* **Directions for this task**: Print all the data, keeping every line exactly as it is.

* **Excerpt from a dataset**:
⁂

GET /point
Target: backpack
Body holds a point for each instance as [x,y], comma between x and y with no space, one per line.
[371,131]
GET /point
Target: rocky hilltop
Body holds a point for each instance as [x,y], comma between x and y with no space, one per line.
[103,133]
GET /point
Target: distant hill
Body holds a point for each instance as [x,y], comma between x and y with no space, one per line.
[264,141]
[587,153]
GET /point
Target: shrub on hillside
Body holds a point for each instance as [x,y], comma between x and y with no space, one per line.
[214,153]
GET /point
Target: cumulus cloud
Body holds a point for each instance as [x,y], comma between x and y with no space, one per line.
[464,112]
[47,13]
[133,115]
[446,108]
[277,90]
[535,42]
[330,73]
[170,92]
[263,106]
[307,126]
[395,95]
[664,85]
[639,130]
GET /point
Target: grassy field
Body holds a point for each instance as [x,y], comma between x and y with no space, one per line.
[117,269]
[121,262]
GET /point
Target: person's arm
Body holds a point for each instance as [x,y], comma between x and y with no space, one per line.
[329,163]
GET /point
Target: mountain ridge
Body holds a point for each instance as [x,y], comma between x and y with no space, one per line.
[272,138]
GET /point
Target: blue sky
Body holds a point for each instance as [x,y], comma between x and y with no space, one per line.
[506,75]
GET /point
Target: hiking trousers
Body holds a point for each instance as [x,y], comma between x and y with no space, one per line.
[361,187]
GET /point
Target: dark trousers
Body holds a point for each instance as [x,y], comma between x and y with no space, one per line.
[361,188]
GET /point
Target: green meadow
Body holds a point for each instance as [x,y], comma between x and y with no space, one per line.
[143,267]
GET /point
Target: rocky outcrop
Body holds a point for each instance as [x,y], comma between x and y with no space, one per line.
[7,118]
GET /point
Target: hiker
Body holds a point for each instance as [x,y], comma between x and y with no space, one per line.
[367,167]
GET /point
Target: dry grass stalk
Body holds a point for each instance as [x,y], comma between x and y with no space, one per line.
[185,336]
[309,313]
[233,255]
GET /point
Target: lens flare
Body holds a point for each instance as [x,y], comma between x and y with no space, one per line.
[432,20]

⁂

* **Task solution**:
GET /point
Target: backpack
Body holds a point for each instance as [x,y], comma between x and y with no space, one per line.
[371,131]
GET /point
Target: rocky hilltop
Body holds a point for each instance as [x,y], comma between x and y with no space, one per line.
[103,133]
GET /point
Target: distant hill
Body holds a point for each instance as [x,y], comma between x and y with no space, one per line.
[264,141]
[587,153]
GET /point
Target: shrub on hillside
Body holds a point for each instance as [x,y], comma between x and y with no space, one per line.
[214,153]
GET /point
Target: cumulus cloud
Body holds a point for each instance as [x,y], comma between x and y with no space, one per line.
[464,112]
[47,13]
[133,115]
[446,108]
[277,90]
[535,42]
[330,73]
[170,92]
[263,106]
[307,126]
[395,95]
[664,85]
[639,130]
GET /point
Target: grassy field
Body holds a point for each instance as [x,y], comma between x and y with no space, one per line.
[117,269]
[121,262]
GET /point
Target: person's arm
Body holds a point for each instance as [x,y], comma between x and y with no space, one per line.
[329,163]
GET /point
Target: mountain ridge
Body holds a point for each instance as [x,y], comma between x and y with no space, one per line.
[272,138]
GET /point
Target: blue sky
Body holds a point for each instance as [x,y], comma between x and y with no space, one per line.
[506,75]
GET /point
Target: hiking trousers
Body holds a point for each instance as [x,y], comma between x and y with no space, one per line.
[361,187]
GET /point
Target: dark trousers
Body holds a point for each instance as [x,y], comma between x and y with no space, one per line.
[361,188]
GET /point
Target: green meadow
Body holds a point for each instance as [x,y], comma between x and y with no space, one per line.
[143,267]
GET /point
Target: rocky outcrop
Body holds a point for each instance as [x,y], comma between x and y with no space, one per line.
[7,118]
GET /point
Target: hiker
Body holds a point for each instance as [x,y], comma between x and y with no space, one per line.
[367,167]
GET /point
Target: dry grass stalk
Body holds a point for each instance as [x,y], comma between x and y with no space, one per line.
[185,336]
[309,313]
[233,255]
GET /point
Target: lens flare
Body holds a point for each instance as [x,y], comma between x and y with no space, one per line.
[432,20]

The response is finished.